==== Reading text ====
ADM: How complete will the reference ship design be when you receive it?
Lockhart: There will still be changes because HMS Glasgow has yet to be launched and fully outfitted. But we receive weekly and monthly metrics, we have daily calls with the UK, we have people embedded in the UK program who are able to attest to the UK’s performance against its own program. They’ve been working hard to deliver finalised compartments to the Navy and that requires them to have absolute accuracy in their data environment. And we benefit from that. A lot of our detailed design will be done in Melbourne, complementing what we deliver at Osborne.
ADM: Could the design be changed to increase firepower?
Lockhart: We will provide the Commonwealth with an understanding of the capability margins that could be within the ship. We will provide all of that analysis within the current SDR outcomes, and that really informs the Commonwealth’s and the Navy’s ability to decide what they want on Ship One Batch One; Batch 2 and Batch 3 before we go into manufacture contract.
ADM: What is the contractual situation?
Lockhart: We’re currently under a Design and Productionisation (D&P) contract that’s governed by the Hunter Head Contract signed in December 2018. It involves us building up capability in the yard, progressing detailed design from the reference ship, delivering long lead items into the supply chain, and AIC requirements. We’ll eventually move from D&P into a Batch One contracting environment prior to the start of construction. We’re now working closely with our customer to determine the requirements for Batch One and the next contracting phase.
==== Source material ====
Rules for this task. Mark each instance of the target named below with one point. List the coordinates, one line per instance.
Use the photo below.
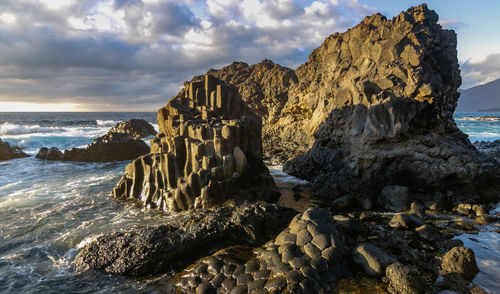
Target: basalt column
(208, 151)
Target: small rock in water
(403, 279)
(373, 259)
(462, 261)
(406, 221)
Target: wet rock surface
(156, 249)
(7, 152)
(120, 143)
(134, 128)
(208, 151)
(307, 257)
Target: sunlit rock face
(208, 151)
(380, 99)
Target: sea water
(48, 210)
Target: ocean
(49, 209)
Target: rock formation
(307, 257)
(157, 249)
(208, 150)
(120, 143)
(7, 152)
(389, 89)
(134, 128)
(379, 100)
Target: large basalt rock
(7, 152)
(307, 257)
(143, 251)
(208, 150)
(388, 90)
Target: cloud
(137, 53)
(480, 70)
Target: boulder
(490, 148)
(134, 128)
(404, 279)
(208, 151)
(282, 264)
(379, 100)
(49, 154)
(461, 261)
(7, 152)
(406, 221)
(373, 259)
(429, 233)
(156, 249)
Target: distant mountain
(480, 98)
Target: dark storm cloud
(136, 54)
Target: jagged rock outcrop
(134, 128)
(208, 150)
(7, 152)
(144, 251)
(389, 88)
(120, 143)
(110, 147)
(52, 153)
(306, 257)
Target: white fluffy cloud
(481, 70)
(138, 52)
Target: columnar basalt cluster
(307, 257)
(208, 150)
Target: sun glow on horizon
(10, 106)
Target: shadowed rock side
(306, 257)
(7, 152)
(157, 249)
(389, 88)
(120, 143)
(208, 150)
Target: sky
(133, 55)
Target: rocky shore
(122, 142)
(398, 180)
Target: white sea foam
(107, 123)
(13, 129)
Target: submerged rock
(490, 148)
(49, 154)
(404, 279)
(156, 249)
(209, 150)
(461, 261)
(7, 152)
(373, 259)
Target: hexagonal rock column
(208, 150)
(307, 257)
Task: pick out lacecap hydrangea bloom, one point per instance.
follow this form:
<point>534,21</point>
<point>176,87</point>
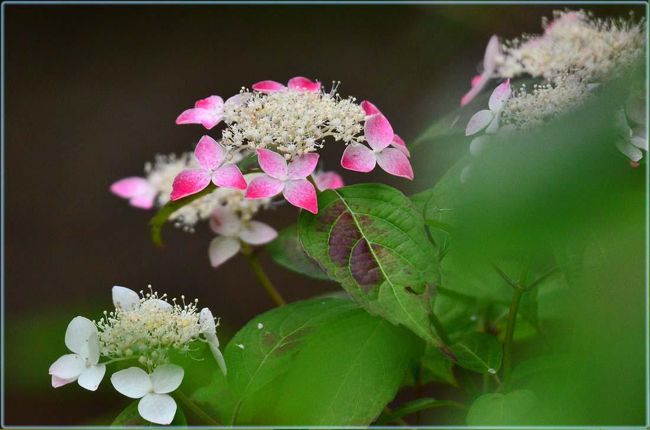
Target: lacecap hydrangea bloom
<point>285,126</point>
<point>574,55</point>
<point>282,128</point>
<point>142,329</point>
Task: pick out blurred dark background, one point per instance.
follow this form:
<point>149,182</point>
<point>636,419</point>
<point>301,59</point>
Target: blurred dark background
<point>91,95</point>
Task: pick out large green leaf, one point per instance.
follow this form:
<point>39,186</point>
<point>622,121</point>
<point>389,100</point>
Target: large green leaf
<point>130,417</point>
<point>479,352</point>
<point>415,406</point>
<point>372,240</point>
<point>492,409</point>
<point>287,251</point>
<point>317,362</point>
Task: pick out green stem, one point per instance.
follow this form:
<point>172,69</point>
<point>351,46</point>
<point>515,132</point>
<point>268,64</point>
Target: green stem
<point>195,409</point>
<point>263,279</point>
<point>510,331</point>
<point>440,330</point>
====
* Task objective
Reproduce the full interview on the ship design word for word, with nothing added or left out. Work only from the interview text.

* Task output
ADM: How complete will the reference ship design be when you receive it?
Lockhart: There will still be changes because HMS Glasgow has yet to be launched and fully outfitted. But we receive weekly and monthly metrics, we have daily calls with the UK, we have people embedded in the UK program who are able to attest to the UK’s performance against its own program. They’ve been working hard to deliver finalised compartments to the Navy and that requires them to have absolute accuracy in their data environment. And we benefit from that. A lot of our detailed design will be done in Melbourne, complementing what we deliver at Osborne.
ADM: Could the design be changed to increase firepower?
Lockhart: We will provide the Commonwealth with an understanding of the capability margins that could be within the ship. We will provide all of that analysis within the current SDR outcomes, and that really informs the Commonwealth’s and the Navy’s ability to decide what they want on Ship One Batch One; Batch 2 and Batch 3 before we go into manufacture contract.
ADM: What is the contractual situation?
Lockhart: We’re currently under a Design and Productionisation (D&P) contract that’s governed by the Hunter Head Contract signed in December 2018. It involves us building up capability in the yard, progressing detailed design from the reference ship, delivering long lead items into the supply chain, and AIC requirements. We’ll eventually move from D&P into a Batch One contracting environment prior to the start of construction. We’re now working closely with our customer to determine the requirements for Batch One and the next contracting phase.